**What you will do:** Extend the blog post about relentless gadget reinvention below, picking up right after its final sentence.

**Selected passage:**

Friday, November 26, 2010

Typecast: Relentless reinvention

I'm probably being too harsh here, idealizing the days of typewriter innovation as a time when products stood still long enough that you could take a good, hard look at them. Arguably, we've had 45 years to examine the Hermes 3000 and conclude that it's fantastic, while the iPhone is still only about four years old (and has gone through a new version every single year).

I think that there might be some genuinely great life-improving innovations out there that I would love to discover (it's 2010, after all), but between keeping up with the constant flood of new slightly-modified gadgets and trying to get back the 6539 hours I spent configuring Windows Vista to operate at an acceptable speed (it never happened, so I gave up and went over to OSX), I am just left numb from it all and want to never open another shrink-wrapped blister package of unmet expectations.

As a palate cleanser, here are some pretty pictures of typewriters:

Happy Thanksgiving weekend, everyone!


  1. I love this post. For a long time - from my teens to my 30's I had an early-adopter yen for the new without the resources to participate, so I was left out. That allowed me to see the pattern you mention that so few of them satisfy for any length of time, so now that I could occasionally afford it I opt out in favor of typewriters and slide rules.
    p.s. best thing about your post - first correct use of "myriad" I've seen in about two years. Thanks for doing that.

  2. Nice post - definitely picking up on a big factor in modern society and gadgetry. Especially with mobile phones - why do they need to be reinvented every year, with extra functions and uncessary features and blah blah - and all I use it for is phoning and texting. And the good, really basic Nokias that do that are already 5 years old and daggy as hell. Plus, it's all an iterative design process - the iPhone and iPad and even the Kindle are good examples - rather than starting with something that works and functions well, they throw out the prototype and let the people do the R&D (Mac types especially ;-)) and then iterate the fine tuning and you have to replace and upgrade it and the OS every year or so. This is insane and all about the bottom line and wasting resources.

**Supplied information:**

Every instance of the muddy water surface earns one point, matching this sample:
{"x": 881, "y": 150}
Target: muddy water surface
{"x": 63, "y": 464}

**Result of this task:**
    Increasingly - and in line with typewriters - I love highly functional products that do maybe one thing only - but do it very well - and reliably. It's not nostalgia for a luddite thing that is interesting to me (although there is that), it's a yearning for simply good & functional technology that won't need upgrading of some kind. It's independent technology, freestanding and just as likely to work in 20 years' time.

    I think early adopters are cool and all that - but ultimately, who or what are they serving? The Steve Jobs Profit Margin?

    Also, while I think of it, I came across a line in Burroughs' Naked Lunch the other day which I thought was nicely prophetic (for 1958): 'Modern man externalises himself in the form of gadgets.'

    You are not your gadget, as Lanier says.


  3. What gets to me is that I am not sure who the market for the reinventions is supposed to be - the same early-adopters who bought the last version just twelve months ago? What is the point of that? The old devices are still perfectly functional, aren't they? It is such a waste and frankly an insult to our intelligence that we are constantly being sold the latest and greatest, fueled by a mad rush to get the "old" on eBay before it is too late. Madness.

    It is very satisfying to check out of the whole system and rediscover an old but perfectly functional technology like typewriters.

  4. It took Apple saying that my iBook from 2004/5 would no longer be supported in software updates to turn me to typewriters.

  5. Ryan - I had one of those! I'm probably the sort of customer Apple loves because I spilled water into it in '06 and killed it :(. This prompted a brief foray into Windows as I was looking for a cheaper laptop, but that was awful. These days, I have a MacBook from '08, but given the long drawn-out process of purchasing a replacement battery from the Apple store this summer, I have no doubt that if this one fails in the next couple of years, I'll be up the creek.

    Long live typewriters.

  6. Around 1978 I got a Casio LCD digital watch. I was fascinated: those numbers seemed to float inside the glass, and magically change every second. You could program an alarm, use it as a stopwatch ... it was very exciting to a kid.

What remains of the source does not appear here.